EXCERPTED TEXT ▸
- - -
Start of the rebuilding

posted in: Typhoon Haiyan | 2


When the typhoon first hit, I knew that many of our staff would need money to have their homes rebuilt. So I immediately started our typhoon relief fund, hoping to help with the worst of the destruction.  I honestly thought that, if we were lucky, we would maybe raise a few thousand dollars and be able to help the worst hit, but the amount quickly spiraled and everyone has been astounded by the incredible generosity of our donors. I am now sure that we have enough to rebuild every staff member’s home to at least the standard it was before, and we should have plenty left to help with other homes and community projects.

Once I had the money, I was left with another problem.  Simply saying that I want to rebuild “everyone’s homes” in the aftermath of the typhoon is one thing, but suddenly having the money to build 50+ houses is a completely different matter! I am a dive shop owner, not a builder or relief worker! And as the days went by, it became apparent that there were many considerations including making sure funds are fairly distributed, ensuring nothing is misappropriated, finding the best prices and making our money go as far as possible. But I have encountered many challenges since moving to the Philippines 10 years ago, and so I knew it was do-able!
- - -
PROVIDED RECORDS ▸
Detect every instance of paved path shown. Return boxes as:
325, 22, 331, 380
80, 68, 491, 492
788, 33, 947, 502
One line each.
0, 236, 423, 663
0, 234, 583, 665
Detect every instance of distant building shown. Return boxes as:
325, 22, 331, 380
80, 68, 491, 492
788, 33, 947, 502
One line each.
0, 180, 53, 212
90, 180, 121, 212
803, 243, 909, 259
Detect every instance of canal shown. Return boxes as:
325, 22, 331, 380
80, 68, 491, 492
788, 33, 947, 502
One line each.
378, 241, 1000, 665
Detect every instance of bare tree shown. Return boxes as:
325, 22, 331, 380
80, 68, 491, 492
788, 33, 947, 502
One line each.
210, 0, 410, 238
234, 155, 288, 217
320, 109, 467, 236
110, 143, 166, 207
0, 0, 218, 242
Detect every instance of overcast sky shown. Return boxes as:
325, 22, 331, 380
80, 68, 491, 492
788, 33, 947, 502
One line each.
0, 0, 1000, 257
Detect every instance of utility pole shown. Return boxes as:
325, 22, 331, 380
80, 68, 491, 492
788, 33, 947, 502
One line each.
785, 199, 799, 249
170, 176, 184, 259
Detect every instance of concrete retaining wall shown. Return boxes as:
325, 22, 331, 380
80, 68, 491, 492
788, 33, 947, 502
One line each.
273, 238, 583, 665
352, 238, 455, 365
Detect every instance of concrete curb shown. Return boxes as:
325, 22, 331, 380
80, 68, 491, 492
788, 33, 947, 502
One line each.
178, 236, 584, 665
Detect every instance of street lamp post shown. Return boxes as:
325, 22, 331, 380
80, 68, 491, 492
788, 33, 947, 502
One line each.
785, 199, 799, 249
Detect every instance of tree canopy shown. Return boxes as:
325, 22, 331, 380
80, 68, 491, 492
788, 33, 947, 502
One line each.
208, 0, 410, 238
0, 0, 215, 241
- - -
WHAT TO DO ▸
1 – In the typhoon rebuilding post, why did the writer start the typhoon relief fund right away?
2 – According to the typhoon rebuilding post, how long ago did the writer move to the Philippines?
3 – Decide whether each statement agrees with the typhoon rebuilding post: (a) At first the writer expected to raise only a few thousand dollars. (b) The writer works as a builder. (c) The money raised will cover only some of the staff members' homes.
The records play no part in this work.

FULL ANSWERS ▸
1 – The writer knew that many of the staff would need money to have their homes rebuilt after the typhoon hit. The fund was meant to help with the worst of the destruction.

2 – 10 years ago.

3 –
(a) Yes: "I honestly thought that, if we were lucky, we would maybe raise a few thousand dollars"
(b) No: "I am a dive shop owner, not a builder or relief worker!"
(c) No: "I am now sure that we have enough to rebuild every staff member’s home to at least the standard it was before"